Problem to solve
Copy every one of the lines below word for word, keeping each character and the line order unchanged.

Extracted entries

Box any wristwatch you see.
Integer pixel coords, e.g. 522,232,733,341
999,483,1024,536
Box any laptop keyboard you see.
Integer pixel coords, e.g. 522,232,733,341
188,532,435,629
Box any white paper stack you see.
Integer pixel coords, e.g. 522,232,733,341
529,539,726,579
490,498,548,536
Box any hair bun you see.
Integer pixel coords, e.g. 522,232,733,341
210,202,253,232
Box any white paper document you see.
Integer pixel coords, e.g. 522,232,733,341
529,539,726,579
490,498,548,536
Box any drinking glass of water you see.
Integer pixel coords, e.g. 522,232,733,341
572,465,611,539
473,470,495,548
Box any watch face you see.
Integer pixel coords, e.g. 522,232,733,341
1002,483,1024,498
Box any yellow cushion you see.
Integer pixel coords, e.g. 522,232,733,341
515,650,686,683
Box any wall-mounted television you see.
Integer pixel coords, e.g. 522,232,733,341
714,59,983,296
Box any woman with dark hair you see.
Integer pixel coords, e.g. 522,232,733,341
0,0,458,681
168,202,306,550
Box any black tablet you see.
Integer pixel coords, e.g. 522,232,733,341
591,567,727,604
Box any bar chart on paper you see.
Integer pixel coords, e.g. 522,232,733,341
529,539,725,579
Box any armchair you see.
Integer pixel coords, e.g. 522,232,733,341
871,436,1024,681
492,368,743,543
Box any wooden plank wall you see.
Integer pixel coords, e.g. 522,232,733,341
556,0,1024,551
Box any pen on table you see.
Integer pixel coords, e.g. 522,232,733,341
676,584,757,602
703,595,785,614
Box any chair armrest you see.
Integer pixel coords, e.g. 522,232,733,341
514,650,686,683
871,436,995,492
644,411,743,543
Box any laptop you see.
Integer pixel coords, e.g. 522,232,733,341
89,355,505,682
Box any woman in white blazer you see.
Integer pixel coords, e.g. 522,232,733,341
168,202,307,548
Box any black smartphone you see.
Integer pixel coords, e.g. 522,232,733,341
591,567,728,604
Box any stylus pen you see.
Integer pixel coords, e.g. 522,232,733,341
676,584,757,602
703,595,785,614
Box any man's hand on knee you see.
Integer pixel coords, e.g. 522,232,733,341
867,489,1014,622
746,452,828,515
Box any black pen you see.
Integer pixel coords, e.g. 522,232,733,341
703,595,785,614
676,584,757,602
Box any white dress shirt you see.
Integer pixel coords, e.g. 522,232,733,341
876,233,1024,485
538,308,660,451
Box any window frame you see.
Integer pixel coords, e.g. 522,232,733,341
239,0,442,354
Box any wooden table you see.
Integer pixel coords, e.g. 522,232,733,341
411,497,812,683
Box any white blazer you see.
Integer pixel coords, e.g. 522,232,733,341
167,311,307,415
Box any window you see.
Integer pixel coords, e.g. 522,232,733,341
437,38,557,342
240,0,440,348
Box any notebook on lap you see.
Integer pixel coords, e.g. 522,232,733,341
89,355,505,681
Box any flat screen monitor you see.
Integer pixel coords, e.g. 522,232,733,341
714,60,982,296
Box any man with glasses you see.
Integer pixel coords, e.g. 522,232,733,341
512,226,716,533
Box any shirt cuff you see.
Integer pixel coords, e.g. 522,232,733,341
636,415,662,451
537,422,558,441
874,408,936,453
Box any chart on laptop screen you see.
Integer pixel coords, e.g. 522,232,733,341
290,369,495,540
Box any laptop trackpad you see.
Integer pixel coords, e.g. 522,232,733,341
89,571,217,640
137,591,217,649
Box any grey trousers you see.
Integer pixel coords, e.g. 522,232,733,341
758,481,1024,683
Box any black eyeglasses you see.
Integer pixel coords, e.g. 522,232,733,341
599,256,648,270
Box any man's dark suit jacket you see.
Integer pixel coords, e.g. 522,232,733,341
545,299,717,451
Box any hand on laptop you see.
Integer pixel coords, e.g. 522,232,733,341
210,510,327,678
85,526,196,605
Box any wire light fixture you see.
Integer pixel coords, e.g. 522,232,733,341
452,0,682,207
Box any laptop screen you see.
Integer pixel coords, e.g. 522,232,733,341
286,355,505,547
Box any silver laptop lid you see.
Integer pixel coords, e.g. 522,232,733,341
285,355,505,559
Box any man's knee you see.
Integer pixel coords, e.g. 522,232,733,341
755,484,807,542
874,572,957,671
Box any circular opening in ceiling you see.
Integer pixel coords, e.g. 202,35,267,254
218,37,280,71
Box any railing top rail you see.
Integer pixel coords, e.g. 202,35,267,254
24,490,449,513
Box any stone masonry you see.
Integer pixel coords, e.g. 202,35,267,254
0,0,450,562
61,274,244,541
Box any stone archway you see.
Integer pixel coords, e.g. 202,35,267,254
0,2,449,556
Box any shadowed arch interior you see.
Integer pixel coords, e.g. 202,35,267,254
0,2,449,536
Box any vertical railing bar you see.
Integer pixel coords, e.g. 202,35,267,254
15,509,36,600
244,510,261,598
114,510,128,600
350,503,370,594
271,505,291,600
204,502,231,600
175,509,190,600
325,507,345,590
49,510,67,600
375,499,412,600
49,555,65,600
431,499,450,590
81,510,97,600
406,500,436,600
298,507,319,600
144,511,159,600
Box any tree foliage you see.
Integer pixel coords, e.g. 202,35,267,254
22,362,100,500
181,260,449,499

The completed task
Box any wristwatch you see.
Integer pixel coords, e.g. 522,232,733,341
999,483,1024,536
Box any laptop keyboard you see.
Integer pixel coords, e.g. 522,232,733,341
188,532,435,629
Box any white paper stack you see.
Integer pixel coords, e.g. 522,232,733,341
529,539,726,579
490,498,548,536
Box any hair bun you see.
Integer pixel coords, e.g. 522,232,733,341
210,202,253,232
Box any white paper document you see.
Integer pixel coords, e.g. 522,232,733,341
529,539,726,579
490,498,548,536
Box any drinking glass of water you see.
Integer pixel coords, e.g. 522,232,733,341
572,465,611,539
473,470,495,548
Box any watch face you see.
Integer pixel coords, e.g. 522,232,733,341
1002,483,1024,498
Box any yellow cushion you see.
Integer pixel coords, e.g. 522,232,733,341
515,650,686,683
Box any wall-mounted television you see.
Integer pixel coords, e.g. 522,232,733,341
714,59,983,296
Box any woman with dark hair you see.
Integer pixel coords, e.g. 522,232,733,341
0,0,458,681
168,202,306,550
Box any black tablet you see.
Integer pixel coords, e.g. 522,232,733,341
591,567,727,604
Box any bar chart on paper you see.
Integer pixel coords, e.g. 522,232,733,341
529,539,725,579
Box any armchair you see.
Integer pixel coords, e.g. 522,232,733,341
871,436,1024,681
492,368,743,543
Box any wooden plank wall you see.
Integer pixel coords, e.g. 522,232,733,341
556,0,1024,551
Box any pen on table you see.
Integer pixel coords, e.g. 522,232,733,341
676,584,757,602
703,595,785,614
Box any chair armrest you see.
Integer pixel coords, e.g. 522,232,733,341
514,650,686,683
871,436,995,492
644,411,743,543
Box any laptop you see.
Integer pixel coords, e.g. 522,232,733,341
89,355,505,682
Box any woman in white blazer you see.
Integer pixel coords, e.g. 522,232,733,341
168,202,307,548
Box any black smartphone you see.
Integer pixel coords, e.g. 522,232,733,341
591,567,728,604
Box any stylus pen you see.
Integer pixel coords, e.g. 522,232,733,341
676,584,757,602
703,595,785,614
Box any man's hand on knee you see.
Integer pixel coords, e.g. 522,232,733,341
867,489,1014,622
746,452,828,515
Box any black pen you see.
Integer pixel coords, e.g. 522,232,733,341
703,595,785,614
676,584,757,602
Box any white dress shirt you see.
Integer pixel coords, e.g. 522,232,733,341
876,233,1024,485
538,308,660,451
Box any window frame you see.
Integer pixel coords, e.g. 522,232,733,341
239,0,442,354
Box any wooden table you see.
Integer pixel coords, e.g. 522,232,733,341
411,497,812,683
Box any white blazer you see.
Integer pixel coords, e.g. 522,232,733,341
167,311,307,415
Box any window you see.
Integer pixel coords, e.g. 522,232,733,341
437,38,557,342
240,0,440,348
Box any notebook on lap you see.
Integer pixel coords, e.g. 522,232,733,341
89,355,505,681
Box any flat screen monitor you see.
Integer pixel coords, e.g. 522,232,733,341
714,60,982,296
Box any man with glasses you see.
Integer pixel coords, e.g. 522,232,733,341
512,226,716,533
Box any shirt cuff you see.
Integer pixel coords, e.g. 522,232,733,341
636,415,662,451
537,422,558,441
874,408,936,453
Box any chart on laptop screen you see.
Integer pixel coords, e.g. 522,232,733,341
290,369,495,540
Box any laptop trackpad you see.
Integer pixel coords, e.g. 522,232,733,341
89,571,217,640
137,591,217,649
Box any grey trousers you see.
Integer pixel coords, e.g. 522,232,733,341
758,481,1024,683
Box any black eyeglasses you see.
Integer pixel coords, e.g. 522,232,733,341
599,256,648,270
Box any man's dark suit jacket you see.
Integer pixel coords, e.g. 522,232,733,341
545,299,717,451
Box any hand on laptop you see.
Integer pixel coords, e.g. 522,232,733,341
210,510,327,678
85,526,196,605
Box any wire light fixture you see.
Integer pixel coords, e.g. 522,232,733,341
452,0,682,207
Box any laptop screen you see.
Integer pixel coords, e.g. 522,232,733,341
286,355,505,547
Box any silver laptop lid you see.
Integer pixel coords, e.g. 522,232,733,341
285,355,505,559
Box any man's knee you see.
Integer pixel coords, e.g. 522,232,733,341
755,484,807,542
874,572,957,671
Box any circular opening in ceiling you see.
Integer pixel coords, e.g. 202,35,267,254
218,37,280,71
Box any railing top rail you see.
Integer pixel coords, e.g. 202,35,267,254
24,490,449,513
Box any stone masonry you see.
Integer pixel coords, e.g. 202,35,267,254
0,0,450,562
61,274,244,541
Box any stone archway you see.
Integer pixel coords, e.g. 202,35,267,254
0,2,449,556
Box any shadowed arch interior you see.
Integer pixel coords, e.g. 202,35,267,254
0,2,449,536
Box any vertical railing bar you see.
Integer pixel coords, e.g. 202,35,267,254
15,509,36,600
244,510,261,598
114,510,128,600
350,503,370,594
271,505,291,600
204,502,231,600
175,509,190,600
325,507,345,590
49,510,67,600
375,499,412,600
49,555,65,600
431,499,450,590
81,510,97,600
406,500,436,600
298,507,319,600
144,511,159,600
Box any tree foliage you see.
Integer pixel coords, e.g. 202,35,267,254
22,362,100,500
181,260,449,499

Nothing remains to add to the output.